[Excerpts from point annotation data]
○ ○ ○ ○ ○ ○ ○
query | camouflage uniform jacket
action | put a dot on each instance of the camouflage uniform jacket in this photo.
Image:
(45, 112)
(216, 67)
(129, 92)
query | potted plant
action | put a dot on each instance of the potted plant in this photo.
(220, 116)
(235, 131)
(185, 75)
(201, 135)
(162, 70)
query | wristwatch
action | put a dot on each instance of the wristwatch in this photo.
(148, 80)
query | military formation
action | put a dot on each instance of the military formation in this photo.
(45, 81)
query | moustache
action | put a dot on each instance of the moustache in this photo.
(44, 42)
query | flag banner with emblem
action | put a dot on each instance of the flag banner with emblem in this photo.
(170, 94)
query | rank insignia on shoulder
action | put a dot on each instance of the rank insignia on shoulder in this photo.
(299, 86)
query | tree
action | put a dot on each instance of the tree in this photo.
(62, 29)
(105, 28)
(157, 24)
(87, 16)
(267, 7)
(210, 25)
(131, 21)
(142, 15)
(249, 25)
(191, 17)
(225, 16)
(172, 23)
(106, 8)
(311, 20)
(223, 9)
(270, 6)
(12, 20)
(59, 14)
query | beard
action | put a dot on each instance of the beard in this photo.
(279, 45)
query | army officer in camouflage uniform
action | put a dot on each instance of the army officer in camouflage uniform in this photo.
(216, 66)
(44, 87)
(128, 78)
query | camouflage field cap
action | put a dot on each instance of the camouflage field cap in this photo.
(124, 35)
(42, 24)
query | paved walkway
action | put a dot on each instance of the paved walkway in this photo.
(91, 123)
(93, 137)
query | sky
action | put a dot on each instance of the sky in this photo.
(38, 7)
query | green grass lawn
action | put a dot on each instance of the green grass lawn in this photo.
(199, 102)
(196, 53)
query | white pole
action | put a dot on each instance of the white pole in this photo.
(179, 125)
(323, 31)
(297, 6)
○ ○ ○ ○ ○ ○ ○
Challenge: Take the listing above and set it down exactly.

Right answer:
query | camouflage uniform jacket
action | put a dot on each instance of the camouflage uniform jacket in this photo.
Image:
(45, 112)
(216, 67)
(129, 92)
query | potted plant
action | put a dot on each instance of the potted plant in this photo.
(220, 116)
(235, 131)
(185, 75)
(201, 135)
(162, 70)
query | wristwatch
action | put a dot on each instance of the wristwatch in this photo.
(148, 80)
query | military formation
action | put a dot on each instance of the military formation in this photo.
(45, 81)
query | moustache
action | put a dot on each instance of the moustache in this photo.
(44, 42)
query | flag banner with emblem
action | put a dot on each instance of the flag banner with emblem in this photo.
(170, 94)
query | rank insignia on shoulder
action | put a dot on each instance of the rank insignia on shoulder in this photo.
(299, 86)
query | tree
action | put a dot on each instance of the tree in this photo.
(62, 29)
(105, 28)
(157, 24)
(87, 16)
(267, 7)
(210, 25)
(131, 21)
(142, 15)
(249, 25)
(191, 17)
(225, 16)
(172, 23)
(106, 8)
(311, 20)
(223, 9)
(270, 6)
(12, 20)
(59, 14)
query | beard
action | put a dot on each instance of the beard in this photo.
(279, 45)
query | army officer in camouflage uniform
action | put a dot on each instance of the army officer in camouflage uniform in this photo.
(216, 66)
(44, 87)
(128, 78)
query | camouflage field cap
action | put a dot on each instance of the camouflage field cap in this photo.
(124, 35)
(42, 24)
query | paved walkway
action | put a dot on each instance of the paved walkway in this photo.
(91, 123)
(93, 137)
query | sky
action | put a dot on each instance of the sky in this photo.
(38, 7)
query | green grass lawn
action | put a dot on each instance of the green grass lawn in this photo.
(199, 102)
(196, 53)
query | white pole
action | put a dot on each instance of the white pole in this photo.
(179, 125)
(323, 31)
(297, 6)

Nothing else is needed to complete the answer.